* **EXTRAIT PRÉSENTÉ**
22 septembre 2012

Pour pas un rond


André Amaro se la joue pour pas un rond, pour presque rien. Cent, deux cents, à peine plus, parfois rien. Même pas les frais pour l’essence et les péages. Ne surtout pas oublier les péages. Et il vient de très loin André. Il vient du Portugal, d'Aldea del Obispo, le village de l’évêque. Je ne sais pas de quel évêque, parce qu'Aldea del Obispo est tellement au milieu de rien que je ne vois pas ce qu’un évêque pourrait bien foutre dans ce trou. Et puis, Aldea del Obispo, j’étais persuadé que c’était côté espagnol, et pas au Portgual.
Aldea del Obispo, c’est à côté de Fuentes de Oñoro, là où Navalón avait ses toros, là où il faisait le zouave dans des tombes sans âge. 

Pourtant, André m’a bien dit qu’il habitait à Aldea del Obispo… Portugal. Peut-être qu’il y en a deux, collés, un de chaque côté de la frontière. Un village à partager, comme pour Barrancos plus au sud. Je n’ai jamais fait vraiment attention.

* **PROBLÈMES À RÉSOUDRE**
1. Extrayez du texte sur André Amaro le passage qui va de « 22 septembre 2012 » jusqu'à « pas au Portgual. ».
2. Dans le texte sur André Amaro, de quel village vient-il ?
3. Poursuivez le texte sur André Amaro à partir de sa dernière phrase.
Les entrées de données qui viennent après ce texte ne sont pas nécessaires.

Entrées de données:
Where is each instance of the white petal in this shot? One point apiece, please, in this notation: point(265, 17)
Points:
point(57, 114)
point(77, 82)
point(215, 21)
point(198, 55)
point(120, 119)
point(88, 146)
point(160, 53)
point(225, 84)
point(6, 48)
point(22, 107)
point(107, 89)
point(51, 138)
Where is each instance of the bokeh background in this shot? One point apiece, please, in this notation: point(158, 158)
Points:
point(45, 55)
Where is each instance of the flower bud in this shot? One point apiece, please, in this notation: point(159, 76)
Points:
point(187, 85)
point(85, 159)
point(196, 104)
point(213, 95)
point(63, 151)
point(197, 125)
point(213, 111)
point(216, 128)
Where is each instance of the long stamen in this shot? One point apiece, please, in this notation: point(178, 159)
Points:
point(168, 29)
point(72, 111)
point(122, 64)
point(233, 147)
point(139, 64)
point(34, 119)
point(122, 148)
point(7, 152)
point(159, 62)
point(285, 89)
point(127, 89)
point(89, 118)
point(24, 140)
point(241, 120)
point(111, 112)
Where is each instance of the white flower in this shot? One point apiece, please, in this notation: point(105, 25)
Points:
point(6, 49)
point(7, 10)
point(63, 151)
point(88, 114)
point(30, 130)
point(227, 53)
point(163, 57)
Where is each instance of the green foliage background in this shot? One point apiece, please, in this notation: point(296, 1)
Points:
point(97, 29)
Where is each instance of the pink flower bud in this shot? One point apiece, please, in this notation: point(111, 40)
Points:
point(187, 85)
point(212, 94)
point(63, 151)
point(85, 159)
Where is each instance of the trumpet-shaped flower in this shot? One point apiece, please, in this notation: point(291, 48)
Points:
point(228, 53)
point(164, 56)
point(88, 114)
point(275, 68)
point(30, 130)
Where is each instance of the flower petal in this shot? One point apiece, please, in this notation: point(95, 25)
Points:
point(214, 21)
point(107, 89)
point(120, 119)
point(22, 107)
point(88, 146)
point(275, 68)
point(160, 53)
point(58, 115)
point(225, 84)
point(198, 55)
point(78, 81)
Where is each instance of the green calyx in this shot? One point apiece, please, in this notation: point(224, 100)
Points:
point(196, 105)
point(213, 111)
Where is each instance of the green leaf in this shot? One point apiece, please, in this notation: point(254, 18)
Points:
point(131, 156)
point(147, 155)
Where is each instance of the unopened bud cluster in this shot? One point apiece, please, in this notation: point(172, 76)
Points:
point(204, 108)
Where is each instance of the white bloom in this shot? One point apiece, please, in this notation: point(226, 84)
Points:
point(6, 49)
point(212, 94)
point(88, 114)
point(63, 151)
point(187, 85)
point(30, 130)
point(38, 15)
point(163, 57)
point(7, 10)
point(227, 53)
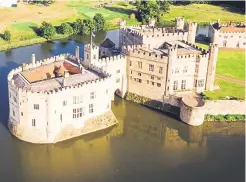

* **RÉPONSES PAR TÂCHE**
1.
22 septembre 2012

Pour pas un rond


André Amaro se la joue pour pas un rond, pour presque rien. Cent, deux cents, à peine plus, parfois rien. Même pas les frais pour l’essence et les péages. Ne surtout pas oublier les péages. Et il vient de très loin André. Il vient du Portugal, d'Aldea del Obispo, le village de l’évêque. Je ne sais pas de quel évêque, parce qu'Aldea del Obispo est tellement au milieu de rien que je ne vois pas ce qu’un évêque pourrait bien foutre dans ce trou. Et puis, Aldea del Obispo, j’étais persuadé que c’était côté espagnol, et pas au Portgual.

2. Il vient d'Aldea del Obispo, le village de l'évêque.

3.
Navalón habitait là, côté espagnol, juste après la grande route, juste après Ciudad Rodrigo. C'est à peu près tout ce que j'en sais.

Quelques kilomètres plus avant, il y a La Fuente de San Esteban et le restaurant El Cruce. Tous les types qui font le campo connaissent ça. Dans le coin habite Lucas, le mozo français de Juan del Álamo, et aussi Vicente Llorca, « el ganadero que no llegó a serlo »… Enfin, il l’a été, pas longtemps, et il ne l’est plus. Vicente a dû se pincer en me voyant au Cruce en plein mois d’août, direction Porto, Portugal.
À Porto, il n’y a aucun doute, rien à partager, rien à couper en deux, il y a juste l’océan à prendre en pleine poire.

À Aldea del Obispo, je ne sais pas. Ce qui est certain, c’est qu'à cet endroit vit André Amaro, côté portugais. Et c’est de là qu’il a pris la route début septembre, direction Arles, pour se la jouer, pour rien. André n’est pas un cas, ni une exception ; tous les recortadores se la jouent pour pas un rond.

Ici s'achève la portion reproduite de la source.